* The problem *
The lines of the records that include "below" should all be copied.

** Opening Working data block **

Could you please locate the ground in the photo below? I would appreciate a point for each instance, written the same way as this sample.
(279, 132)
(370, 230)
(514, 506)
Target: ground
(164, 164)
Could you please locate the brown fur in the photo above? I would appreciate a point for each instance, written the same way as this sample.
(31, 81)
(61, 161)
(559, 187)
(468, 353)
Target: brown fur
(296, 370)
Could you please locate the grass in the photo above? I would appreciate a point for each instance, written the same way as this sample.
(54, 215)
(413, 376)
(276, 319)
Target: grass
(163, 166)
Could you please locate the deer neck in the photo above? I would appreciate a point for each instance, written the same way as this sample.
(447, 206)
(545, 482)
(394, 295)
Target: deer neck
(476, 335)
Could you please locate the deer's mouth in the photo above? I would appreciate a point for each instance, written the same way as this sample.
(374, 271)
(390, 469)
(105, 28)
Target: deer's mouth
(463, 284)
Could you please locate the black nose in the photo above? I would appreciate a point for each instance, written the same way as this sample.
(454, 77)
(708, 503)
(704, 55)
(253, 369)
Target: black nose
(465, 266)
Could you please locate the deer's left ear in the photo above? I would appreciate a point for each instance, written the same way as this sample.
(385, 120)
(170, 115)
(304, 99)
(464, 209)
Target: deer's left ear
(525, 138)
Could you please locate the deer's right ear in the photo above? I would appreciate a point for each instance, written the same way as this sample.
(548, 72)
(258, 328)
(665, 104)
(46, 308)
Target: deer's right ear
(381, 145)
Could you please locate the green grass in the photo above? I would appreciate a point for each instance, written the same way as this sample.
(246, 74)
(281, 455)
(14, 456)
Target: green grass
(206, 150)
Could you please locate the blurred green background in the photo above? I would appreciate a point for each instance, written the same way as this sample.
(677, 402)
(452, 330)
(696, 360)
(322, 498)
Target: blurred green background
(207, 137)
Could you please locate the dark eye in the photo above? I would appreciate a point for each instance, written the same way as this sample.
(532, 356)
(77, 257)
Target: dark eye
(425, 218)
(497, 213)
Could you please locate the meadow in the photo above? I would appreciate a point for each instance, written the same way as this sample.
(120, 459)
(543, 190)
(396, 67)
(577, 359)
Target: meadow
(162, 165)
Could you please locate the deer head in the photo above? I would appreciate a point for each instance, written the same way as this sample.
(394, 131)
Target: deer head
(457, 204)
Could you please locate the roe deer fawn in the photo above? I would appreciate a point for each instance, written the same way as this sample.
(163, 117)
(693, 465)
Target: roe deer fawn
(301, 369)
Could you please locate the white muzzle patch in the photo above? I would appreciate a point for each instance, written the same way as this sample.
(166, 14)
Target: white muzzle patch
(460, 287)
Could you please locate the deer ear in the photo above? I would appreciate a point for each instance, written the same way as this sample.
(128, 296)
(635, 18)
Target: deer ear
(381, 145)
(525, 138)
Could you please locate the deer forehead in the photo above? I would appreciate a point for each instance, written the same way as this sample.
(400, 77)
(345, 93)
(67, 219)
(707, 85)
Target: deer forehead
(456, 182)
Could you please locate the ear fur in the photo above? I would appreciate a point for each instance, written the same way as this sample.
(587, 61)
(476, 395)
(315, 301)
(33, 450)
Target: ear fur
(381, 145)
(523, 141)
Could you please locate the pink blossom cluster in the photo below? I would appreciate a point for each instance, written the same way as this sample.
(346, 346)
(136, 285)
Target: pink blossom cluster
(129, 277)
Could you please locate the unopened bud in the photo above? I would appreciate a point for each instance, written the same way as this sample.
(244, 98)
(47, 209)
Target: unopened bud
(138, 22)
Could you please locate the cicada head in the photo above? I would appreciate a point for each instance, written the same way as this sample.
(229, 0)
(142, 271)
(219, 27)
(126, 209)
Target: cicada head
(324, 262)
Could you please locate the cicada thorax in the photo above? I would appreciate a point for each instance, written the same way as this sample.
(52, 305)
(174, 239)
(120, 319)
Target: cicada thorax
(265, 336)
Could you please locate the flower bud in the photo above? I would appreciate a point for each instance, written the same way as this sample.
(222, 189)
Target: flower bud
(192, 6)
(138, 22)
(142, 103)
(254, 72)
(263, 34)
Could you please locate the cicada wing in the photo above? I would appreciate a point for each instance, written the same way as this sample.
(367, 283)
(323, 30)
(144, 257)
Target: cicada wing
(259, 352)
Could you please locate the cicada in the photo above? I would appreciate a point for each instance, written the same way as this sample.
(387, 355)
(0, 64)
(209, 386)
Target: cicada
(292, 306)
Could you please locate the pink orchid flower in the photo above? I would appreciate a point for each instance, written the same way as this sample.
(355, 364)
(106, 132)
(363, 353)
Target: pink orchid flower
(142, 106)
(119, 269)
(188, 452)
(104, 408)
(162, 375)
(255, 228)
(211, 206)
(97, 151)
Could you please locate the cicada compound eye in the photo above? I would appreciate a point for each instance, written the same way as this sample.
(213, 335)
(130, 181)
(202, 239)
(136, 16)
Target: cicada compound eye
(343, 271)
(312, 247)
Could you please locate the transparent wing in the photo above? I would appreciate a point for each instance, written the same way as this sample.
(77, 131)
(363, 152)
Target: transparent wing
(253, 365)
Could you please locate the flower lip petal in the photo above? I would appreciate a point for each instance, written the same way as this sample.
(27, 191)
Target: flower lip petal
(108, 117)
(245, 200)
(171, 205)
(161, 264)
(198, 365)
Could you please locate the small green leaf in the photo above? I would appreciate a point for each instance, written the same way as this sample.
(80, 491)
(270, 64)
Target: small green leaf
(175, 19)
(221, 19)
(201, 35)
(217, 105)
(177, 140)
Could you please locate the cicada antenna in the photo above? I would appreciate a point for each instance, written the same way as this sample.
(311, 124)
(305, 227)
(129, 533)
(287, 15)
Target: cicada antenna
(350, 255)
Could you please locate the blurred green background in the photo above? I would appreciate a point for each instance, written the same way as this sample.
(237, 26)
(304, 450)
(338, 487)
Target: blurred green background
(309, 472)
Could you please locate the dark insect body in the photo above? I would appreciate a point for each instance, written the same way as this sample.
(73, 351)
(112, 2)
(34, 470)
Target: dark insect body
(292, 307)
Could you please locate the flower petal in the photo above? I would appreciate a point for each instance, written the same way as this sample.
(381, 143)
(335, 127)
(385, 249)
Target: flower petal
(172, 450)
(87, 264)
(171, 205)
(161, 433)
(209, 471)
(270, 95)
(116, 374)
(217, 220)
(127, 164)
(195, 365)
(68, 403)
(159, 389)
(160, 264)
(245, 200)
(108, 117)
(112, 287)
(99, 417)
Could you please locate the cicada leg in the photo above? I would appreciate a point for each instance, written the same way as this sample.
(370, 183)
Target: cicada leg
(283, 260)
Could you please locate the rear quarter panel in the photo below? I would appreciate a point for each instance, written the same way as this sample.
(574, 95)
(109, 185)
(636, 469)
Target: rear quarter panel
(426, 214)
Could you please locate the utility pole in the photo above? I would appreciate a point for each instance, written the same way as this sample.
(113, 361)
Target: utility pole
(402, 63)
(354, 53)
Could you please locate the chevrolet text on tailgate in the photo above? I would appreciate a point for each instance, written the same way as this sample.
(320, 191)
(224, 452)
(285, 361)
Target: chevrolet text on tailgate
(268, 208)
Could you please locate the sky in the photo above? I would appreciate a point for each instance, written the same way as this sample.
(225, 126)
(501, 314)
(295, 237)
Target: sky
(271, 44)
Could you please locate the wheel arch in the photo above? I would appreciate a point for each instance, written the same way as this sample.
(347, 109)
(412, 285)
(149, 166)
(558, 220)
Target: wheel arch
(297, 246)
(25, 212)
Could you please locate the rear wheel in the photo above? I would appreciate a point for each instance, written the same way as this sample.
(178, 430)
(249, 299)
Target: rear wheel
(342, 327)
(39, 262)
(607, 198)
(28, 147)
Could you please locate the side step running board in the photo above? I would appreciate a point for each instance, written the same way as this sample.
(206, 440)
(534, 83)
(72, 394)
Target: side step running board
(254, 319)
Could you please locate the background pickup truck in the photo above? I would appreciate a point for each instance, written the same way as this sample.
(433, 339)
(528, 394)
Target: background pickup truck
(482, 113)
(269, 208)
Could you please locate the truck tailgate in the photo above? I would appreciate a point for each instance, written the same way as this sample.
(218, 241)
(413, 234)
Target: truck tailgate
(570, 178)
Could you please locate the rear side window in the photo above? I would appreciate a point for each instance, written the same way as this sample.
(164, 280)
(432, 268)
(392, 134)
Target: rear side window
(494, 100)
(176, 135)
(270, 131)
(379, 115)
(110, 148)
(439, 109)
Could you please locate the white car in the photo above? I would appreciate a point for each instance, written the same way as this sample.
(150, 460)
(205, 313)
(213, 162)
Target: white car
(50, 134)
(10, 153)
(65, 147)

** Closing Working data block **

* The completed task *
Could you please locate the ground in the photo below? I would appreciate a point for each instance, written the same way as this sample.
Could you please locate the pink blossom cluster in the photo below? I would appreciate a point for each instance, written the same way as this sample.
Could you please locate the rear quarter panel in the photo below? I would appreciate a point for each instance, written the same way as this sample.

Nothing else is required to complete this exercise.